§ **What the task requires**
Reading the records below, how many lines contain "horse"? Respond with a number and nothing else.

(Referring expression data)
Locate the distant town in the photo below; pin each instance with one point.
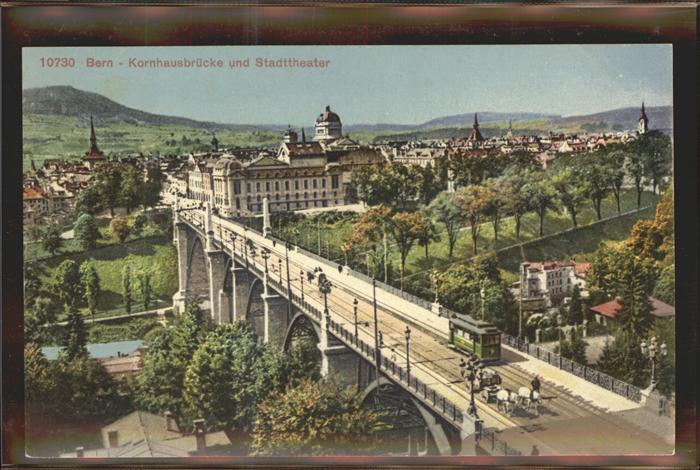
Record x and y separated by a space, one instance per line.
465 295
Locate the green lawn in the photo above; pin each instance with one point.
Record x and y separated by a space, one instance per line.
554 223
156 254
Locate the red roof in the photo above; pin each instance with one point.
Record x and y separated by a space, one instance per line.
658 309
32 193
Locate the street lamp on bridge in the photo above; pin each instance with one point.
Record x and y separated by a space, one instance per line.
324 287
301 279
408 363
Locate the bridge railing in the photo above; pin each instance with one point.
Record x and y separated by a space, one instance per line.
587 373
424 392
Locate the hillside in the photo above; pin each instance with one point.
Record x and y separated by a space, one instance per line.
69 101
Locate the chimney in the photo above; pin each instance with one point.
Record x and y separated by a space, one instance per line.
200 434
170 422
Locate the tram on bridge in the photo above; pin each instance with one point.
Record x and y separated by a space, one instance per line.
476 337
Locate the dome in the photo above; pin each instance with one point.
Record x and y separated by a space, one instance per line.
227 166
328 116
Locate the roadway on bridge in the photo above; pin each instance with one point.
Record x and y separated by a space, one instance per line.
437 365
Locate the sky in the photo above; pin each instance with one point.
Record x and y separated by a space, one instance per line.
369 84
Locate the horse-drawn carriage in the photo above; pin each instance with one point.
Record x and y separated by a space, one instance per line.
508 401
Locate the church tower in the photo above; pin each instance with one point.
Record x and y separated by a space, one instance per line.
642 122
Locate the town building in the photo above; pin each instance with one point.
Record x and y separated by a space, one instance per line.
301 175
551 279
94 156
607 312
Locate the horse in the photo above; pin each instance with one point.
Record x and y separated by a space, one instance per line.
528 397
506 399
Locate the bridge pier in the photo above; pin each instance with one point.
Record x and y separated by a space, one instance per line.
240 285
275 319
181 243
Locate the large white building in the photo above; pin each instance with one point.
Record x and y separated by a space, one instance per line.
551 279
301 175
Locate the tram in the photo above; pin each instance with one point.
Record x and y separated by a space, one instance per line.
475 337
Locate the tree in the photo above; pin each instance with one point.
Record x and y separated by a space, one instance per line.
89 201
596 184
108 180
428 233
131 189
429 184
161 382
405 229
51 239
314 419
572 192
32 281
127 291
39 313
541 195
496 203
576 306
67 283
445 212
86 231
76 335
634 315
368 231
656 152
91 286
144 278
614 162
473 202
665 288
120 228
634 167
517 199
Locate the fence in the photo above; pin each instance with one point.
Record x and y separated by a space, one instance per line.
587 373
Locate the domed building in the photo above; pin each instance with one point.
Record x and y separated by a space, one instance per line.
328 126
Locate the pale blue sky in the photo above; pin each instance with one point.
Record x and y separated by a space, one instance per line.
371 84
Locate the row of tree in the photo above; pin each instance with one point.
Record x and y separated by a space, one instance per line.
116 185
264 400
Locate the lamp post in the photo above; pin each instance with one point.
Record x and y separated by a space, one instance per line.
354 311
653 352
301 279
324 286
377 354
408 350
468 371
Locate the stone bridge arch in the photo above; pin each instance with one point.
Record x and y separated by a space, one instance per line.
197 280
417 428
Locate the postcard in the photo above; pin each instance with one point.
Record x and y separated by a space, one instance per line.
299 251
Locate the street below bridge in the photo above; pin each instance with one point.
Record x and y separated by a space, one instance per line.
567 423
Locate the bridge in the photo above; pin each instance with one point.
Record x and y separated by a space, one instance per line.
245 275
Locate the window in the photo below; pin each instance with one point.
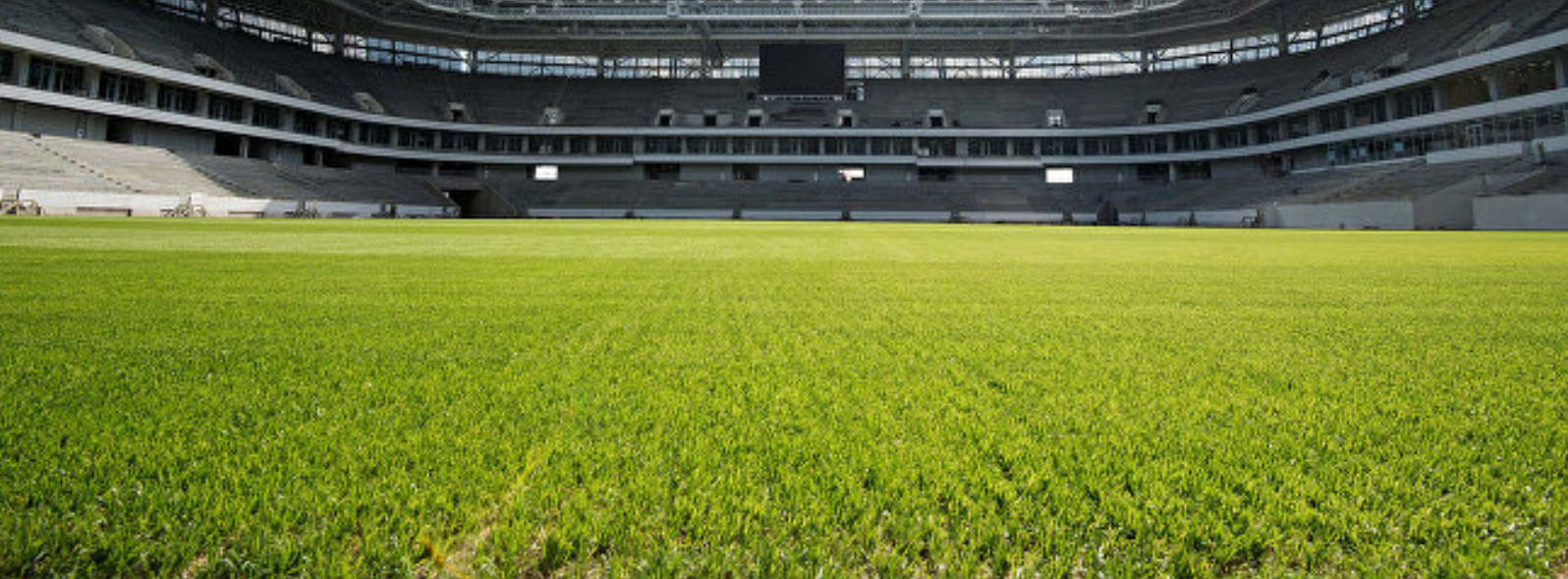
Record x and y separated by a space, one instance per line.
123 89
460 142
176 99
892 146
375 134
7 68
1299 126
1267 132
938 147
662 145
613 146
1059 147
1195 140
307 123
753 146
55 78
1102 146
339 129
415 139
1233 139
1415 102
1331 120
1370 112
267 116
1144 145
1024 146
986 147
225 108
505 144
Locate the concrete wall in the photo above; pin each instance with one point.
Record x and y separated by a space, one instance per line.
118 204
705 173
57 121
182 140
807 173
1449 209
1397 213
1528 212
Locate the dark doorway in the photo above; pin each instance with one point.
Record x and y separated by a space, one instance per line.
228 145
121 131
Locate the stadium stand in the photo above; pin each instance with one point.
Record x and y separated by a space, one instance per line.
329 129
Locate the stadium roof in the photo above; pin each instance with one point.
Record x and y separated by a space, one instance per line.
957 27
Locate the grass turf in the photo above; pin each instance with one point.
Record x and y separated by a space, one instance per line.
697 399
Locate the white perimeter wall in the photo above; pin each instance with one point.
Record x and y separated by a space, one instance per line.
1536 212
78 203
1344 215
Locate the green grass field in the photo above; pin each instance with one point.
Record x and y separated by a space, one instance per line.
187 399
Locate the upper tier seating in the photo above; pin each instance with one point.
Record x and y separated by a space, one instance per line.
1115 100
91 166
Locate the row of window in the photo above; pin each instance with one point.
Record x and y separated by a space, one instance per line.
1515 128
1460 89
1233 50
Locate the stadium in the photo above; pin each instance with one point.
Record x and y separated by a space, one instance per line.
783 287
1396 115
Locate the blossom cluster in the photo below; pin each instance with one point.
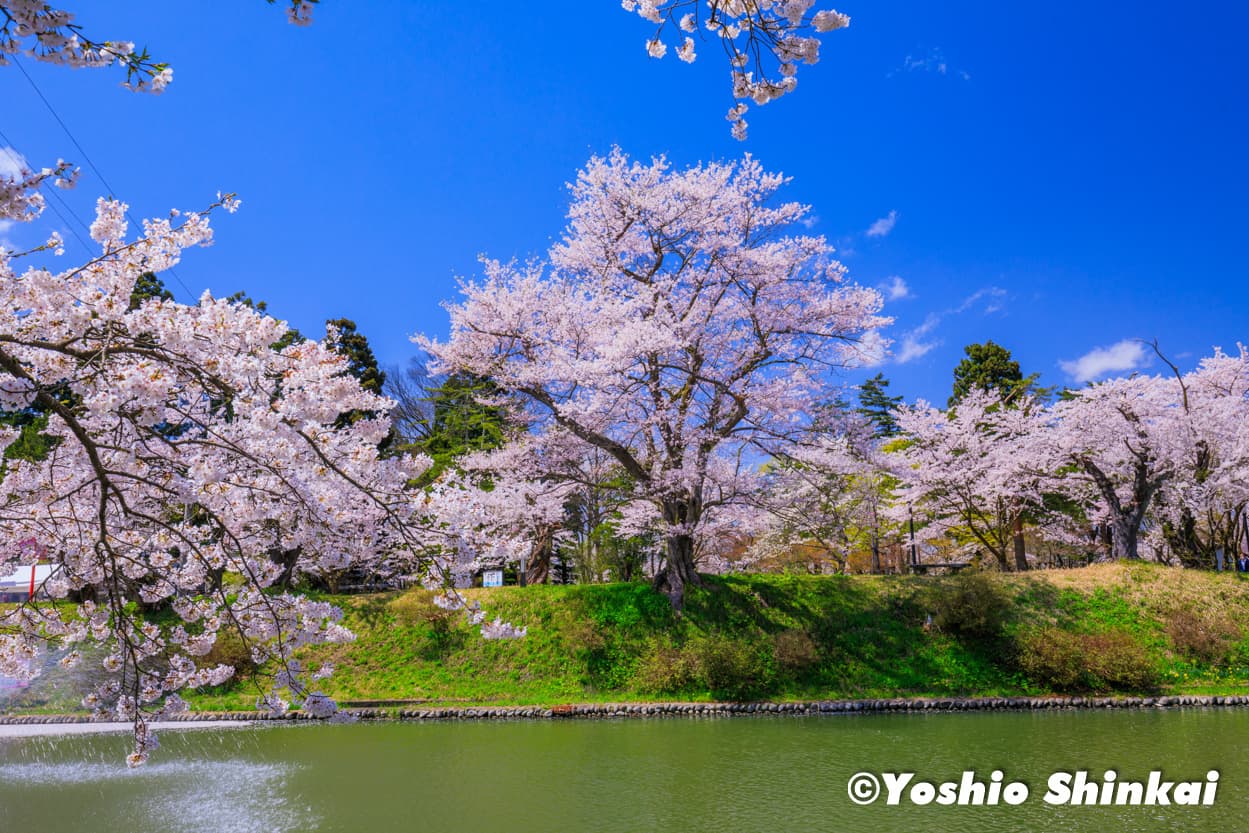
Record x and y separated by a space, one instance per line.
765 40
185 443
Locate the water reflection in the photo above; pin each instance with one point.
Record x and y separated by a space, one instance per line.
708 776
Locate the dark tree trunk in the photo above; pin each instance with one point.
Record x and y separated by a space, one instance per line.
1125 520
287 558
680 571
538 568
1018 543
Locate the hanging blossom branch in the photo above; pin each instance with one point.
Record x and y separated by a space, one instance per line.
184 446
46 34
765 41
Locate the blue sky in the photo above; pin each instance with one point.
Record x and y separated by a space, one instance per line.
1058 179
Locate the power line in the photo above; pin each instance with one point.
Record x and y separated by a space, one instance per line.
86 159
18 162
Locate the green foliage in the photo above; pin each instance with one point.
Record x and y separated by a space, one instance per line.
350 342
31 445
878 407
1088 662
972 605
1203 635
457 418
665 668
793 637
733 668
989 367
149 286
229 650
794 651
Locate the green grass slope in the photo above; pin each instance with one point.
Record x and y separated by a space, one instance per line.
1114 627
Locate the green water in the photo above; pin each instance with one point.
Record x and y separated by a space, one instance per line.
715 776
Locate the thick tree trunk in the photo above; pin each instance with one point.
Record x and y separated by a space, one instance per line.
1123 536
680 571
681 513
538 568
1018 543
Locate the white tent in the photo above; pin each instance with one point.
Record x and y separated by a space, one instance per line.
24 577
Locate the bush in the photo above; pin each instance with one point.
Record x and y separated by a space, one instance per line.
665 670
1087 662
229 650
732 670
416 608
1202 636
793 651
972 605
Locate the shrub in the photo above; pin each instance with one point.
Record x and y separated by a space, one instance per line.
1103 661
972 605
665 670
731 668
229 650
1203 636
793 651
416 607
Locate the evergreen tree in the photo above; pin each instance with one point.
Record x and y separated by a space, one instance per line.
149 286
361 362
989 367
877 406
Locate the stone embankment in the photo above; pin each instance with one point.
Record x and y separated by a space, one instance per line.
695 709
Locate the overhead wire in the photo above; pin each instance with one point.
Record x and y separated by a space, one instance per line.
86 157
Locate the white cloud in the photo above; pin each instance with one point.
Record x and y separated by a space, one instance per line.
11 162
1118 357
913 349
914 342
896 289
883 226
913 345
934 61
993 296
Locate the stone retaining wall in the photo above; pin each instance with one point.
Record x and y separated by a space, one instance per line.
700 709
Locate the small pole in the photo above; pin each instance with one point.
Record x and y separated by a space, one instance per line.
914 558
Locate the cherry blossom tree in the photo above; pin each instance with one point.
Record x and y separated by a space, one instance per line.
51 35
1112 446
765 41
181 446
680 326
967 471
1202 506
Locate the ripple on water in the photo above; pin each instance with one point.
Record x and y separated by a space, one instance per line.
185 796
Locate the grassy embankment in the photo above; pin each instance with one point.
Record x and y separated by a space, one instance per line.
1108 628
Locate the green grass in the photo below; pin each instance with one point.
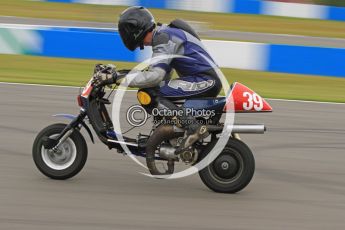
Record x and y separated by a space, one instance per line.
253 23
74 72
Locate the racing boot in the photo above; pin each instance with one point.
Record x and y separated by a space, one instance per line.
194 133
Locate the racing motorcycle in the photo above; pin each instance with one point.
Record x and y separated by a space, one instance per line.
60 150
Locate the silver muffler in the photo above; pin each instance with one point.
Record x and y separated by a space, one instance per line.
253 128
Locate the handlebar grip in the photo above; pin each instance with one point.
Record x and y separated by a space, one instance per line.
109 81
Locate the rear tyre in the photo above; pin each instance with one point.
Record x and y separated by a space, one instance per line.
232 170
65 163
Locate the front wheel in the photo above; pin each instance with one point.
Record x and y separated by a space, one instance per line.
67 160
232 170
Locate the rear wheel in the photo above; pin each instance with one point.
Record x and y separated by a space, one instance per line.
67 160
232 170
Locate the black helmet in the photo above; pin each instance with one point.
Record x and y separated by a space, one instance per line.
134 23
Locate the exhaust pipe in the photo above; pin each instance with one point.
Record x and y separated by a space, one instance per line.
238 128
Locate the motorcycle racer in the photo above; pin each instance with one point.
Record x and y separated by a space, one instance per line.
176 47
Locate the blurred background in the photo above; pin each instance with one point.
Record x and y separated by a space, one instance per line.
292 49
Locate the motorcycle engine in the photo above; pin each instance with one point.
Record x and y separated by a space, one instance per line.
189 156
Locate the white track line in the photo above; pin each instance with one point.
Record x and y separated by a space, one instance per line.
75 87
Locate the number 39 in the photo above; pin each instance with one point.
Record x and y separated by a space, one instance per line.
253 101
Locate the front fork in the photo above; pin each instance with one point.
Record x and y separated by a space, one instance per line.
76 123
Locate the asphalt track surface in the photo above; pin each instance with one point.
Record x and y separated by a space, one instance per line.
298 184
202 29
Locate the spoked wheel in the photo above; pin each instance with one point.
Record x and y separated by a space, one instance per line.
64 162
232 170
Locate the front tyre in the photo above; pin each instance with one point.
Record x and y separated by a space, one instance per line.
64 163
232 170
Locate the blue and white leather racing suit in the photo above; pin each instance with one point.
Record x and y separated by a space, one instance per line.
176 49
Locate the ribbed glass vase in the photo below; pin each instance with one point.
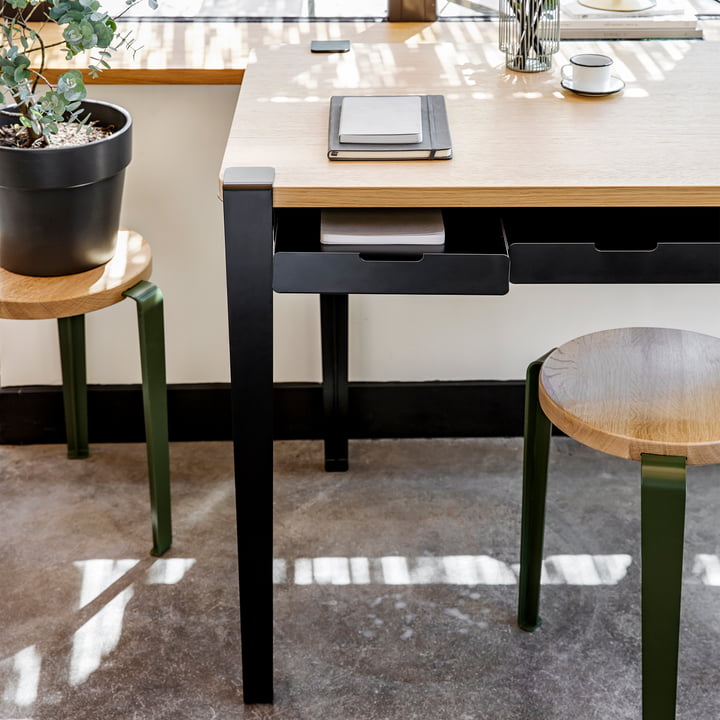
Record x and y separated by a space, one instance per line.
529 33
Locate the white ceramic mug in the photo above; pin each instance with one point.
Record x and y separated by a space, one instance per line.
590 72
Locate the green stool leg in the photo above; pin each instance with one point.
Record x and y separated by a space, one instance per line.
535 466
152 358
71 331
662 528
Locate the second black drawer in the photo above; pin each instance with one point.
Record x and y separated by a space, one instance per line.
613 245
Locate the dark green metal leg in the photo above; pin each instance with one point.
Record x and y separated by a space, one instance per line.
535 466
663 529
152 358
72 359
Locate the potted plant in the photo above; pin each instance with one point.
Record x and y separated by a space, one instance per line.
62 157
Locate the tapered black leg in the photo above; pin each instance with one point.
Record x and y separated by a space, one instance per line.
72 359
663 533
247 200
334 332
535 466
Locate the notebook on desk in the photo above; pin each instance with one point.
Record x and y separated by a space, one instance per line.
379 127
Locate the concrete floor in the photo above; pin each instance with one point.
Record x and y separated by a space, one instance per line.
395 593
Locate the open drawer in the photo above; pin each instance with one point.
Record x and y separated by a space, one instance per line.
474 260
613 245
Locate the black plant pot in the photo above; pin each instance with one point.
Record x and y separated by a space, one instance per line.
60 207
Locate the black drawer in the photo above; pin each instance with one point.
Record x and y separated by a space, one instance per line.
474 260
613 245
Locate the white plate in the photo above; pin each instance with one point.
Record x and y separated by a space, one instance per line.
615 85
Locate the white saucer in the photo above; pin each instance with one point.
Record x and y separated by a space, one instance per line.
615 85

§ **Answer below**
2